● **Work instructions**:
Can you copy the material word for word from its beginning through the line containing "[[20, 246]]", leaving out the pictures?

**** Input data ****

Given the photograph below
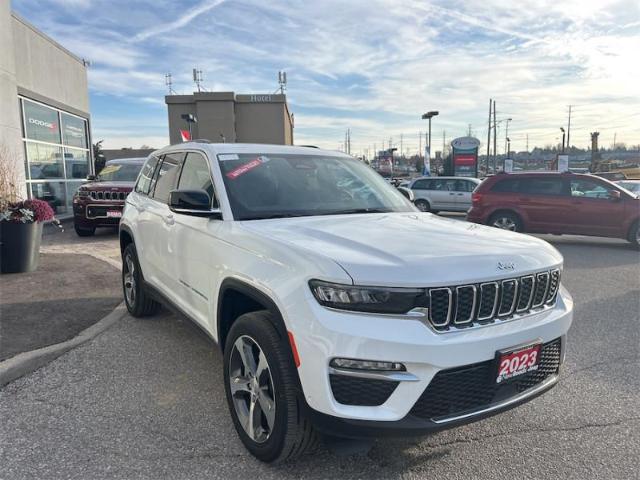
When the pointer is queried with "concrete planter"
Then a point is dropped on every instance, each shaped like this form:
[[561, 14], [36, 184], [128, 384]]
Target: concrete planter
[[20, 246]]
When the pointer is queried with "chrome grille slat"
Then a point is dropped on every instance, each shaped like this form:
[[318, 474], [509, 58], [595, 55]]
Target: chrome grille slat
[[464, 305], [461, 293], [507, 306], [493, 286]]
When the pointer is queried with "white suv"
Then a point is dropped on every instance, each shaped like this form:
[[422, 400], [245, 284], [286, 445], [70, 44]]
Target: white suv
[[338, 306]]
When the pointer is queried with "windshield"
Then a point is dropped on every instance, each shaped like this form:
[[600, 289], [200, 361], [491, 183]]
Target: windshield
[[120, 172], [270, 186], [630, 186]]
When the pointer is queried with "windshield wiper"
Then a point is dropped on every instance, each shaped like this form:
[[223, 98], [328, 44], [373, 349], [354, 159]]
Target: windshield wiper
[[275, 215], [358, 210]]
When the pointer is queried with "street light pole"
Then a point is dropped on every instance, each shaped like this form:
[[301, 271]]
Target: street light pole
[[429, 116]]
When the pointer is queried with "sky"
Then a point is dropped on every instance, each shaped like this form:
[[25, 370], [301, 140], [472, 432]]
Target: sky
[[373, 66]]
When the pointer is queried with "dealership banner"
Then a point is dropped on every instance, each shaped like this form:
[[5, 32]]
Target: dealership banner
[[465, 156]]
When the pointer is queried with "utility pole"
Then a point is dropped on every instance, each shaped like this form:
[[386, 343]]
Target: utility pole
[[495, 135], [569, 130], [488, 139]]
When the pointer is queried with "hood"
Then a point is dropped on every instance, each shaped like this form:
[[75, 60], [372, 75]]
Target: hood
[[412, 249], [111, 186]]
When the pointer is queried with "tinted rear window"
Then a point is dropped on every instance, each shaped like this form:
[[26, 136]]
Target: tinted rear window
[[535, 186]]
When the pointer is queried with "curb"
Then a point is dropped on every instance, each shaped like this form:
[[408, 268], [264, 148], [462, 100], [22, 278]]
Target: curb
[[27, 362]]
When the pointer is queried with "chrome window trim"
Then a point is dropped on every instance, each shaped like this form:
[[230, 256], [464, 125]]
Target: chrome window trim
[[515, 296], [533, 290], [473, 305], [448, 319], [495, 300]]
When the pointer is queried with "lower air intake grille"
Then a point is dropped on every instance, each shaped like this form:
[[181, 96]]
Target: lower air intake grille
[[361, 391], [473, 387]]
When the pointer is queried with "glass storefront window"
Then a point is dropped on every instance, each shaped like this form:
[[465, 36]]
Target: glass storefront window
[[77, 163], [45, 161], [54, 193], [41, 123], [58, 158], [74, 131]]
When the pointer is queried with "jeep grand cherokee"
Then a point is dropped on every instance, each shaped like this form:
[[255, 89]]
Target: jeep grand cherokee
[[338, 306]]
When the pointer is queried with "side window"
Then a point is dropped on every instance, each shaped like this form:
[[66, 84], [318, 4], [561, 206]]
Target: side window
[[167, 176], [508, 185], [584, 188], [465, 186], [542, 186], [146, 174], [195, 174], [421, 185]]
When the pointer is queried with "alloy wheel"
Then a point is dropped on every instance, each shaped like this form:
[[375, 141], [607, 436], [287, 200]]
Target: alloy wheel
[[505, 223], [252, 390], [129, 280]]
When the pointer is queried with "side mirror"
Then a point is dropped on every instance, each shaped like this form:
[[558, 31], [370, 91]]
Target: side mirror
[[192, 202], [407, 192]]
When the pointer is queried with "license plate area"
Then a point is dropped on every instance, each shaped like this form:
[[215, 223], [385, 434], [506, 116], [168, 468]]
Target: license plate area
[[514, 362]]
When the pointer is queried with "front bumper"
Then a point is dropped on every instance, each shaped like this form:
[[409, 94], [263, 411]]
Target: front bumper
[[322, 334], [95, 214]]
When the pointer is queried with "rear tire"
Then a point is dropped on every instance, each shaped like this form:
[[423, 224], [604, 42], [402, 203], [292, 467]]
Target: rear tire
[[634, 234], [280, 436], [84, 232], [139, 303], [422, 205], [506, 221]]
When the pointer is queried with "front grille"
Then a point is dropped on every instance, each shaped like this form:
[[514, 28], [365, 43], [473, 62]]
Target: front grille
[[108, 195], [100, 211], [369, 392], [488, 302], [472, 387]]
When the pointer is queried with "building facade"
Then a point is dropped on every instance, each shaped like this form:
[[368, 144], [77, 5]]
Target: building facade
[[44, 113], [227, 117]]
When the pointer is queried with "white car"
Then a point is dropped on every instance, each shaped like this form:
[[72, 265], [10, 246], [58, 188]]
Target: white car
[[339, 307], [436, 194]]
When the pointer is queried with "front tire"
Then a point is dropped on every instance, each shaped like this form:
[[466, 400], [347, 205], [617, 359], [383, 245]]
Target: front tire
[[137, 300], [261, 386], [506, 221]]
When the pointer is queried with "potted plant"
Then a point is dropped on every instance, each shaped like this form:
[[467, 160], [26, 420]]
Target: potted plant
[[20, 221]]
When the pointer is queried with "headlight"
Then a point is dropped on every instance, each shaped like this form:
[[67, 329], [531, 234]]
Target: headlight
[[367, 299]]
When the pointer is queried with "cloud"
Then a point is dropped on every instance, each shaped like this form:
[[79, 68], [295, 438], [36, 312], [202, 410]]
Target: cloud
[[180, 22]]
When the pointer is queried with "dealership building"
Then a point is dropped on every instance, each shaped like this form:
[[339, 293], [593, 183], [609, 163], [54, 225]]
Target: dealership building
[[44, 113], [229, 117]]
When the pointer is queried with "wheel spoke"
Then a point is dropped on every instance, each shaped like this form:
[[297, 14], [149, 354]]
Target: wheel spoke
[[240, 384], [246, 355], [267, 405]]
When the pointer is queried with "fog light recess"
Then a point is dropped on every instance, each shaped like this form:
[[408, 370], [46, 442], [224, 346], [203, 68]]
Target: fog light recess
[[367, 365]]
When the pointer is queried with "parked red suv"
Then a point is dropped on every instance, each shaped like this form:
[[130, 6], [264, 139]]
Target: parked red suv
[[100, 202], [558, 203]]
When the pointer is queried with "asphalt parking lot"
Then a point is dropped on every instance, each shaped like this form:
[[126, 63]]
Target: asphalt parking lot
[[145, 400]]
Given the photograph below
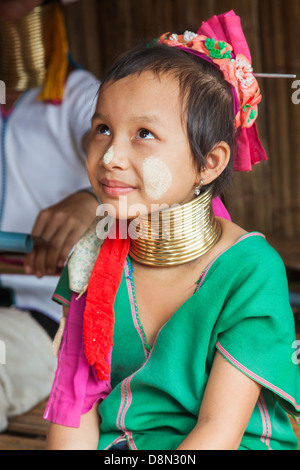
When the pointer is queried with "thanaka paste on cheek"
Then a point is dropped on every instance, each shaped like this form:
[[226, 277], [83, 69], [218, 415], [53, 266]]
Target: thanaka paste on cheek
[[109, 155], [157, 177]]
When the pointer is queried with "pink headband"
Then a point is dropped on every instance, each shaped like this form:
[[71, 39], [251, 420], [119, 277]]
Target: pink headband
[[221, 41]]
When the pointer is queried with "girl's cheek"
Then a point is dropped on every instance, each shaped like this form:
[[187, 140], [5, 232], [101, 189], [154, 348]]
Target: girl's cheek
[[107, 158], [157, 178]]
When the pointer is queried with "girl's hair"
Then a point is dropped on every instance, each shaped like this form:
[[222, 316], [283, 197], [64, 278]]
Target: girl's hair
[[206, 96]]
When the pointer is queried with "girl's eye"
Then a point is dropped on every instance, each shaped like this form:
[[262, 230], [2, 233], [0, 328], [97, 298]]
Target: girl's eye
[[102, 129], [145, 134]]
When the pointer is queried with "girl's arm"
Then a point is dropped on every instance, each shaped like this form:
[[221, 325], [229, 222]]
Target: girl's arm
[[85, 437], [228, 402]]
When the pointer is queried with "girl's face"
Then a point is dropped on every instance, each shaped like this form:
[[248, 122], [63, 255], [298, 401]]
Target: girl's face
[[139, 153]]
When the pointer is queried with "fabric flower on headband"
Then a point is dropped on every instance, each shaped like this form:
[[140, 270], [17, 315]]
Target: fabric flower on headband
[[237, 71]]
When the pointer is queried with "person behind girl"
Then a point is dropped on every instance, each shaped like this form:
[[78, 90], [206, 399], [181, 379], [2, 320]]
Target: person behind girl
[[176, 342]]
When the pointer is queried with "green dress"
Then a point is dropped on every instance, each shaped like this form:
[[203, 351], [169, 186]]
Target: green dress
[[240, 307]]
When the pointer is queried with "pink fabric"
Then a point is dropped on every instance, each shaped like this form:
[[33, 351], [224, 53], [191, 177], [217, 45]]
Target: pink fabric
[[219, 209], [76, 388], [227, 27]]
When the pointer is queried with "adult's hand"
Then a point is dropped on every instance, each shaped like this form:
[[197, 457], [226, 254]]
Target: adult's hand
[[58, 228]]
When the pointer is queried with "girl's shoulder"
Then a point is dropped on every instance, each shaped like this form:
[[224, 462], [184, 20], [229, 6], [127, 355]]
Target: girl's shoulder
[[248, 251]]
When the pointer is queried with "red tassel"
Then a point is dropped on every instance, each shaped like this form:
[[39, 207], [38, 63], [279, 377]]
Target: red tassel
[[99, 318]]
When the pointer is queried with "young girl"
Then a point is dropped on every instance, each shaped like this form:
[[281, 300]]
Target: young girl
[[179, 332]]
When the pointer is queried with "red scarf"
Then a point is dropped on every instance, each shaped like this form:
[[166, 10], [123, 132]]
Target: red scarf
[[99, 318]]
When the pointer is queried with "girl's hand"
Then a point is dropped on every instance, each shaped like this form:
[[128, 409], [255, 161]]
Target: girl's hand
[[59, 227]]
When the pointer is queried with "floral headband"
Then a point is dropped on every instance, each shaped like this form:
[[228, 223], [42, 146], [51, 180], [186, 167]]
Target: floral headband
[[221, 41], [237, 71]]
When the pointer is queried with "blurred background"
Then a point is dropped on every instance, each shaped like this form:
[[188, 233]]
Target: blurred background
[[268, 198]]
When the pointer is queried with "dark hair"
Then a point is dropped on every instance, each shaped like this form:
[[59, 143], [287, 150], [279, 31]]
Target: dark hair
[[207, 96]]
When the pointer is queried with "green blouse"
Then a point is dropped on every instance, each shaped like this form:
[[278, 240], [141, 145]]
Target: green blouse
[[241, 308]]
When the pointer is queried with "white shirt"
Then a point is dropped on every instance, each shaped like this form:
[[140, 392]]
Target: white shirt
[[42, 162]]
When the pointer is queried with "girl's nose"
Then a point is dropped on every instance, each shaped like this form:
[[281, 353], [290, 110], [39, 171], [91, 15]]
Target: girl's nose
[[116, 156]]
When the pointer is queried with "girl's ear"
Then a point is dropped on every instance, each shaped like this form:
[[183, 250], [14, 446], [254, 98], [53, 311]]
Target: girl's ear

****

● **Complete response**:
Given the photograph below
When the pointer is queried with "concrete planter"
Then a point is dropped on every instance, each shaped like this form:
[[561, 14], [36, 184], [128, 384]]
Target: concrete planter
[[20, 246]]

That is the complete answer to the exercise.